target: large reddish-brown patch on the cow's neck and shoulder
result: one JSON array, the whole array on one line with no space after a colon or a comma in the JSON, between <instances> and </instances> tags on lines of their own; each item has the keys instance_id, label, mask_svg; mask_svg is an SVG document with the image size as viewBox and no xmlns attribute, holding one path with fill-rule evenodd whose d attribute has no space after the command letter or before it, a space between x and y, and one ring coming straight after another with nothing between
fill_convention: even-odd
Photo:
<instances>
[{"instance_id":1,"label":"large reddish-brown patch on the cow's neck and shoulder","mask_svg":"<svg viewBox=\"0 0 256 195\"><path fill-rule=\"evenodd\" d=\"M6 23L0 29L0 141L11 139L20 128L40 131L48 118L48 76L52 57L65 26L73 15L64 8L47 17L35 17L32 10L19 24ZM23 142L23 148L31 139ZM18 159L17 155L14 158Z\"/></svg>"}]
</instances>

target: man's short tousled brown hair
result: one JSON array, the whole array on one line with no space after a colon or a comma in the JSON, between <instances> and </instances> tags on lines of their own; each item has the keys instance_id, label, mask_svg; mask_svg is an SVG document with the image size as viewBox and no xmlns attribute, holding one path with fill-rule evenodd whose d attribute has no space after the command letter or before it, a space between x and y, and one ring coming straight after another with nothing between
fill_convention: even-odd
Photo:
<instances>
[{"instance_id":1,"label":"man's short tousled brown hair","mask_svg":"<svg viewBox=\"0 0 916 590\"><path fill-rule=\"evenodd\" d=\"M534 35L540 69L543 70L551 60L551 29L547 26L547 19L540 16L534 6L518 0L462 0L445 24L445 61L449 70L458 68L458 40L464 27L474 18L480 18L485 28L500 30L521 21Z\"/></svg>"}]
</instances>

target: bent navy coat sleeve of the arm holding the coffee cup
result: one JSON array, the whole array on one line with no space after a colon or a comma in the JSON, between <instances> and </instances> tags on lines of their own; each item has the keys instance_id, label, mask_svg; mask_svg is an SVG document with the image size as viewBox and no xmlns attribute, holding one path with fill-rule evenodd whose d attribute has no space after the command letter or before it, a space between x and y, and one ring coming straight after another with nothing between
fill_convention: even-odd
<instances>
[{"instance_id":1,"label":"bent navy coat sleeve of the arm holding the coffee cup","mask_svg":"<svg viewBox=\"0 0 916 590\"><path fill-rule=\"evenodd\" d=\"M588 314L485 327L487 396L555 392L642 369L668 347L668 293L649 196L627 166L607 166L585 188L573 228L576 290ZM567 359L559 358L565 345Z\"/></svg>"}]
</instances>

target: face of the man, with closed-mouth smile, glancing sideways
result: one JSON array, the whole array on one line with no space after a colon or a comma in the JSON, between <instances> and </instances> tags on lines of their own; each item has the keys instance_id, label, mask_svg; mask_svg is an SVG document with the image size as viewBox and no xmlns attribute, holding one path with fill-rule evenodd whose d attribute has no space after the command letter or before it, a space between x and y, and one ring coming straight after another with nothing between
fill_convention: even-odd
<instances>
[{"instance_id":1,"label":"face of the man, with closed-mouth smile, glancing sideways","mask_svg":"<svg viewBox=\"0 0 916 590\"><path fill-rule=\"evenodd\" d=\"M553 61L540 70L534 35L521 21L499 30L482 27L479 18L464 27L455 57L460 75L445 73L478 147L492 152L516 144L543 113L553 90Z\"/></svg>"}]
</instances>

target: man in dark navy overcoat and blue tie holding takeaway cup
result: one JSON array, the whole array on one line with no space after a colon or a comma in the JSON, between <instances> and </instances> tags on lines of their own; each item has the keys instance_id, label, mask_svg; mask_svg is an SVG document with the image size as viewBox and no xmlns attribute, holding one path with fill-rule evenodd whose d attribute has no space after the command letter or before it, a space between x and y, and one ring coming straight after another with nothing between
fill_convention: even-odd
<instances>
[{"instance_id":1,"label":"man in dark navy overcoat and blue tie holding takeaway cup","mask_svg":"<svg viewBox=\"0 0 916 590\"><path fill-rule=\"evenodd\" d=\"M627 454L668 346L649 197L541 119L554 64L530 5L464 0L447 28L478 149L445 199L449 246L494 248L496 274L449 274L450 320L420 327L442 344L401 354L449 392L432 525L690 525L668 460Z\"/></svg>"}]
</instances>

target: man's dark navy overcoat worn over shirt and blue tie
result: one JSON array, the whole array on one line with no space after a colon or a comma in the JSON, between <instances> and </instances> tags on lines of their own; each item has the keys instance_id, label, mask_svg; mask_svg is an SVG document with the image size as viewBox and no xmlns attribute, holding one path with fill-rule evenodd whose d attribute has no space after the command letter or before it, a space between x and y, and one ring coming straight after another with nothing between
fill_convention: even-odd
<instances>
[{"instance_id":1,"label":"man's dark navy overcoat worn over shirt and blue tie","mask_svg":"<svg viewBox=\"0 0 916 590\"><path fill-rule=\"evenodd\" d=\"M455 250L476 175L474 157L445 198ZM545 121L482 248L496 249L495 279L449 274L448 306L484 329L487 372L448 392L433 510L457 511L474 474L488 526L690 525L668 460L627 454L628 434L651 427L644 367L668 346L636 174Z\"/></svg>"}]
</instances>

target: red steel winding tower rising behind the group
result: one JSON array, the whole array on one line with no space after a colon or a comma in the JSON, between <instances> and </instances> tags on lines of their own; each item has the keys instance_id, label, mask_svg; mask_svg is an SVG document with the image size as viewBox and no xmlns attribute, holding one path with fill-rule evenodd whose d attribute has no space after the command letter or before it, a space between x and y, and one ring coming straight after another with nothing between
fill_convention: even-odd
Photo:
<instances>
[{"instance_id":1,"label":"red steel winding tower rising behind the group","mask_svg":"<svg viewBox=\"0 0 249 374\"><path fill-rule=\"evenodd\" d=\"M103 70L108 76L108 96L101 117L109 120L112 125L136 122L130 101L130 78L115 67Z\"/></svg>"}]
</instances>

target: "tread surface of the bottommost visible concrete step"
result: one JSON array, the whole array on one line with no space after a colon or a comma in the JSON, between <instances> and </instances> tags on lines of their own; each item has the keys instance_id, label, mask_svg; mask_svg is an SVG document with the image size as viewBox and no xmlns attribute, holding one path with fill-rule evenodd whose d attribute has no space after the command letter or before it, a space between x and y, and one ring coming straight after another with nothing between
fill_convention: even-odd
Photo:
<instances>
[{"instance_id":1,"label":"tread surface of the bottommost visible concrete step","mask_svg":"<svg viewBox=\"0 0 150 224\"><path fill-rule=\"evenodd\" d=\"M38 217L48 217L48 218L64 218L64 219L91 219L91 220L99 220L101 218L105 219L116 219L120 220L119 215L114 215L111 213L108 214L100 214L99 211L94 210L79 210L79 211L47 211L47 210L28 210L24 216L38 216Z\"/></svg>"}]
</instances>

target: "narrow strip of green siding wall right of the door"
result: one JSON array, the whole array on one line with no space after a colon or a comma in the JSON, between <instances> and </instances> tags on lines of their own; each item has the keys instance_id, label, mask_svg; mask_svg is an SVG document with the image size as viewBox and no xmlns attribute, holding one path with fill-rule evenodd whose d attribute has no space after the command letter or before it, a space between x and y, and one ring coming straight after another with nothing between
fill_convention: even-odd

---+---

# [PROMPT]
Write the records out again so that each one matches the original exactly.

# [WORKED SOLUTION]
target: large reddish-brown patch on the cow's neck and shoulder
result: one JSON array, the whole array on one line with no space after a colon or a comma in the JSON, between <instances> and </instances> tags on lines of their own; each item has the keys instance_id, label, mask_svg; mask_svg is an SVG document with the image size as viewBox and no xmlns attribute, holding one path with fill-rule evenodd whose d attribute has no space after the command letter or before it, a space between x and y, and one ring coming straight after another with nothing between
fill_convention: even-odd
Photo:
<instances>
[{"instance_id":1,"label":"large reddish-brown patch on the cow's neck and shoulder","mask_svg":"<svg viewBox=\"0 0 256 195\"><path fill-rule=\"evenodd\" d=\"M6 23L0 29L0 141L11 139L20 128L40 131L48 118L48 76L52 57L65 26L73 15L64 8L47 17L35 17L32 10L19 24ZM23 142L23 148L31 139ZM18 159L17 155L14 158Z\"/></svg>"}]
</instances>

target: man's short tousled brown hair
result: one JSON array, the whole array on one line with no space after a colon or a comma in the JSON, between <instances> and </instances> tags on lines of their own; each item has the keys instance_id, label, mask_svg; mask_svg is an SVG document with the image size as viewBox and no xmlns attribute, holding one path with fill-rule evenodd whose d attribute has no space after the command letter or before it, a space between x and y, and one ring coming straight after another with nothing between
fill_convention: even-odd
Photo:
<instances>
[{"instance_id":1,"label":"man's short tousled brown hair","mask_svg":"<svg viewBox=\"0 0 916 590\"><path fill-rule=\"evenodd\" d=\"M534 35L540 69L543 70L551 60L551 29L547 26L547 19L540 16L534 6L518 0L462 0L445 24L445 61L449 70L458 68L458 40L464 27L474 18L480 18L485 28L500 30L521 21Z\"/></svg>"}]
</instances>

target: bent navy coat sleeve of the arm holding the coffee cup
result: one JSON array, the whole array on one line with no space after a colon or a comma in the JSON, between <instances> and </instances> tags on lines of their own; each item has the keys instance_id, label, mask_svg; mask_svg is an SVG document with the image size as viewBox and no xmlns attribute, holding one path with fill-rule evenodd whose d attribute has no space after the command letter or before it, a space between x and y, and one ring coming straight after another with nothing between
fill_convention: even-odd
<instances>
[{"instance_id":1,"label":"bent navy coat sleeve of the arm holding the coffee cup","mask_svg":"<svg viewBox=\"0 0 916 590\"><path fill-rule=\"evenodd\" d=\"M588 314L485 327L487 396L555 392L642 369L668 347L668 293L649 196L627 166L607 166L585 188L573 228L576 290ZM567 359L559 358L565 345Z\"/></svg>"}]
</instances>

target: face of the man, with closed-mouth smile, glancing sideways
result: one JSON array, the whole array on one line with no space after a colon or a comma in the JSON, between <instances> and </instances> tags on lines of their own; each item has the keys instance_id, label, mask_svg; mask_svg is an SVG document with the image size as viewBox and no xmlns attribute, holding one path with fill-rule evenodd whose d attribute has no space after the command letter or before it, a space between x and y, and one ring coming straight after another with nothing between
fill_convention: even-odd
<instances>
[{"instance_id":1,"label":"face of the man, with closed-mouth smile, glancing sideways","mask_svg":"<svg viewBox=\"0 0 916 590\"><path fill-rule=\"evenodd\" d=\"M553 61L540 70L534 35L521 21L499 30L482 27L479 18L464 27L455 57L460 75L445 73L478 147L492 152L516 144L543 113L553 90Z\"/></svg>"}]
</instances>

target: man in dark navy overcoat and blue tie holding takeaway cup
result: one JSON array, the whole array on one line with no space after a colon or a comma in the JSON, between <instances> and </instances> tags on lines of their own; each item has the keys instance_id, label, mask_svg; mask_svg is an SVG document with the image size as viewBox and no xmlns attribute, holding one path with fill-rule evenodd whose d attribute has no space after the command letter or before it, a space between x and y, and one ring coming straight after another with nothing between
fill_convention: even-odd
<instances>
[{"instance_id":1,"label":"man in dark navy overcoat and blue tie holding takeaway cup","mask_svg":"<svg viewBox=\"0 0 916 590\"><path fill-rule=\"evenodd\" d=\"M627 454L668 346L649 197L541 119L554 64L530 5L464 0L447 28L478 149L445 199L449 246L494 248L496 274L449 274L450 320L420 327L442 344L401 354L449 392L432 525L690 525L668 460Z\"/></svg>"}]
</instances>

target: man's dark navy overcoat worn over shirt and blue tie
result: one JSON array, the whole array on one line with no space after a colon or a comma in the JSON, between <instances> and </instances> tags on lines of their own; each item has the keys instance_id, label, mask_svg; mask_svg is an SVG document with the image size as viewBox and no xmlns attribute, holding one path with fill-rule evenodd whose d attribute has no space after the command letter or before it, a space between x and y, and one ring coming straight after another with nothing between
fill_convention: even-odd
<instances>
[{"instance_id":1,"label":"man's dark navy overcoat worn over shirt and blue tie","mask_svg":"<svg viewBox=\"0 0 916 590\"><path fill-rule=\"evenodd\" d=\"M455 250L476 175L474 157L445 198ZM545 121L482 248L496 249L495 279L449 274L448 306L484 329L487 372L448 392L433 510L457 511L474 474L488 526L690 525L668 460L627 454L628 434L651 427L644 367L668 346L636 174Z\"/></svg>"}]
</instances>

target: red steel winding tower rising behind the group
result: one JSON array, the whole array on one line with no space after a colon or a comma in the JSON, between <instances> and </instances> tags on lines of their own; each item has the keys instance_id, label, mask_svg; mask_svg is an SVG document with the image size as viewBox and no xmlns attribute, holding one path with fill-rule evenodd whose d attribute has no space after the command letter or before it, a space between x and y, and one ring coming straight after another with nothing between
fill_convention: even-odd
Photo:
<instances>
[{"instance_id":1,"label":"red steel winding tower rising behind the group","mask_svg":"<svg viewBox=\"0 0 249 374\"><path fill-rule=\"evenodd\" d=\"M103 70L108 76L108 96L101 117L109 120L112 125L136 122L130 101L130 78L115 67Z\"/></svg>"}]
</instances>

target: "tread surface of the bottommost visible concrete step"
result: one JSON array, the whole array on one line with no space after a colon or a comma in the JSON, between <instances> and </instances> tags on lines of their own; each item has the keys instance_id, label, mask_svg; mask_svg is an SVG document with the image size as viewBox and no xmlns attribute, holding one path with fill-rule evenodd whose d attribute has no space after the command letter or before it, a space between x and y, and one ring coming straight after another with nothing between
fill_convention: even-odd
Photo:
<instances>
[{"instance_id":1,"label":"tread surface of the bottommost visible concrete step","mask_svg":"<svg viewBox=\"0 0 150 224\"><path fill-rule=\"evenodd\" d=\"M38 217L48 217L48 218L64 218L64 219L91 219L91 220L99 220L101 218L105 219L116 219L120 220L119 215L114 215L111 213L108 214L100 214L99 211L94 210L79 210L79 211L47 211L47 210L28 210L24 216L38 216Z\"/></svg>"}]
</instances>

target: "narrow strip of green siding wall right of the door"
result: one JSON array, the whole array on one line with no space after a colon or a comma in the JSON, between <instances> and </instances> tags on lines of their own; each item has the keys instance_id, label, mask_svg; mask_svg is an SVG document with the image size as viewBox and no xmlns attribute, holding one path with fill-rule evenodd whose d attribute has no space after the command letter or before it, a space between x and y, and one ring coming straight after another with nothing between
fill_convention: even-odd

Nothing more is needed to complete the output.